Barangay in Taguig, Metro Manila, Philippines

Bambang, officially Barangay Bambang, is one of the 38 barangays of Taguig, Philippines. As of the 2020 census, the population was 13,949. Located near the Taguig River, it is one of the nine original barrios of the city when the latter was first established on April 25, 1587.

== Etymology ==
The name "Bambang" is derived from the word bambang (/tl/), meaning the banks of a river, due to the barangay's location near the shores of Taguig River where it was established by early Tagalogs. According to a legend, based on the barangay's profile posted on the official website of Taguig, the name is also derived from the word bamban (/tl/), meaning an egg with soft shell.

== History ==
During the Spanish rule of the Philippines, Bambang became one of the nine original barrios of Taguig, a pueblo (town) that was established as part of the province of Manila on April 25, 1587. When the country gained its independence from Spain on June 12, 1898, Isabelo Bautista was appointed as the village president (pangulo ng nayon) of the barrio. In February 1945, during the Japanese occupation of the Philippines, soldiers of the Imperial Japanese Army destroyed the concrete bridge connecting the barrio to Tuktukan and the wooden bridge connecting to Santa Ana to stall the impending arrival of American troops as they began to retreat to Kay-Patag Hills (present-day location of Camp Bagong Diwa). That month, American soldiers who had recaptured Fort William McKinley traversed Pateros and arrived at Bambang. Bambang was later converted into a barangay by the virtue of Presidential Decree No. 557 signed by then-President Ferdinand Marcos on September 21, 1974.

Data records:
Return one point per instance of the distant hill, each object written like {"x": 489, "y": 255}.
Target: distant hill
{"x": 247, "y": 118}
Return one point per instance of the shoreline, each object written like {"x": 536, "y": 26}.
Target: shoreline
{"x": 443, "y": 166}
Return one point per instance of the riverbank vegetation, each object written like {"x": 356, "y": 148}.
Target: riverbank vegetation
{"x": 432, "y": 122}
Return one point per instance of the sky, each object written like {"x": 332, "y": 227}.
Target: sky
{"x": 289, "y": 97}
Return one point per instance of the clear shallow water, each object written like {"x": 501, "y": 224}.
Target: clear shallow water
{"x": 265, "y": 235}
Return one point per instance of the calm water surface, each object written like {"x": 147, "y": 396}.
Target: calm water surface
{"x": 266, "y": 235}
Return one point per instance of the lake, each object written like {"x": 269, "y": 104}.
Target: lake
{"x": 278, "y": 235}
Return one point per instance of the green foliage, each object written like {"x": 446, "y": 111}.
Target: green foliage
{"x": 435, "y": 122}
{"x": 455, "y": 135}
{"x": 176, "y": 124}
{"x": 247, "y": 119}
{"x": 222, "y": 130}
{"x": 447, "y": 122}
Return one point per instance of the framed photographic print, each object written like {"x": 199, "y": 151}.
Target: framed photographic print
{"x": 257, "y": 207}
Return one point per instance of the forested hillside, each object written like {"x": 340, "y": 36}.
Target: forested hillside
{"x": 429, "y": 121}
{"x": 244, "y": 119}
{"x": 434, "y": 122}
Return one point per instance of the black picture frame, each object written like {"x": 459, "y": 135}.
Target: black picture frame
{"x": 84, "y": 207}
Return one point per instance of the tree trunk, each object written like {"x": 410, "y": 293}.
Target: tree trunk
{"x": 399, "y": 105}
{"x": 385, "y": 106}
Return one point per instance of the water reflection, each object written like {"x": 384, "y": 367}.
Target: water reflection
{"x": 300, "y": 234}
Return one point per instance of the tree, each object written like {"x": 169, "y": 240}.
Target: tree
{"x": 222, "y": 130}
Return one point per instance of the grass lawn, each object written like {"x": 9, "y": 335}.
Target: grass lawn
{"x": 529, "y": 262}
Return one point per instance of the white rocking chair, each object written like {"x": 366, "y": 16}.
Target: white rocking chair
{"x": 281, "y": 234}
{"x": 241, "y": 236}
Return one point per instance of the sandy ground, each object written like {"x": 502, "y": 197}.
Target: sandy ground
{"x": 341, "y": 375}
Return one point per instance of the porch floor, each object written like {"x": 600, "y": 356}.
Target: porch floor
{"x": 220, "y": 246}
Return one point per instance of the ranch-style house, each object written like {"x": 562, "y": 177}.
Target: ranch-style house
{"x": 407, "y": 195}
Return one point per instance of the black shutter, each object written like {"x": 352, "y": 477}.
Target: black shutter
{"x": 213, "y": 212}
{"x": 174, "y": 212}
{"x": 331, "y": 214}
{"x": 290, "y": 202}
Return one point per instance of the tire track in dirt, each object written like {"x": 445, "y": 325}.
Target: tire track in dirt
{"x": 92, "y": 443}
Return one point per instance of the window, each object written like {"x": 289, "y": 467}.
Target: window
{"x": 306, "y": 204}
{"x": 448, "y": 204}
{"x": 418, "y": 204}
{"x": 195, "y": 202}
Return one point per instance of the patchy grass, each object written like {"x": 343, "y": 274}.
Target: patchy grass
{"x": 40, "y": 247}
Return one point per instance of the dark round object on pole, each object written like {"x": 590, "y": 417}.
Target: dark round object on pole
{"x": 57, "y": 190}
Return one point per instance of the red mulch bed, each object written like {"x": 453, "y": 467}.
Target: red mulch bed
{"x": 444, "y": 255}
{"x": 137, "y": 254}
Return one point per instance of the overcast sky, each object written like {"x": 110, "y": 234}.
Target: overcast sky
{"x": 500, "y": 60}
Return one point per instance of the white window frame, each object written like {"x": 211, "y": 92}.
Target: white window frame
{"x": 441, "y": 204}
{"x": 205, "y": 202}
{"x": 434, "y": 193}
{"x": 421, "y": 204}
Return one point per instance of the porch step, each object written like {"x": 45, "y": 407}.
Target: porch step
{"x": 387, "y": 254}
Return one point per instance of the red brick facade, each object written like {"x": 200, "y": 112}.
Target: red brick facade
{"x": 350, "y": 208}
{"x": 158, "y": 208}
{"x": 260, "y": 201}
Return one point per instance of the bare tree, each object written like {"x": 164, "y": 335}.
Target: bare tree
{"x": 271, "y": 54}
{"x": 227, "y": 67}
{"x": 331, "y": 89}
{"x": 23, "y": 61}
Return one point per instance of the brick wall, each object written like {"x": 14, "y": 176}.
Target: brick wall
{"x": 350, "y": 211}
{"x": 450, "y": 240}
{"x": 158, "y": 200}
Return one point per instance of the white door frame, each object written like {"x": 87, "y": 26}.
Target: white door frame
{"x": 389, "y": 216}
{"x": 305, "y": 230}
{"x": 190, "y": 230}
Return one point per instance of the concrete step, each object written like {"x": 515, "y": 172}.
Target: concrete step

Questions on the material:
1. In the article on Bambang, who was appointed village president of the barrio when the country gained independence from Spain?
2. Rewrite the stretch of the Bambang article from "Barangay in Taguig, Metro" through "established on April 25, 1587.", swapping "Taguig River" for "Pasig River".

Responses to the exercise:
1. Isabelo Bautista

2.
Barangay in Taguig, Metro Manila, Philippines

Bambang, officially Barangay Bambang, is one of the 38 barangays of Taguig, Philippines. As of the 2020 census, the population was 13,949. Located near the Pasig River, it is one of the nine original barrios of the city when the latter was first established on April 25, 1587.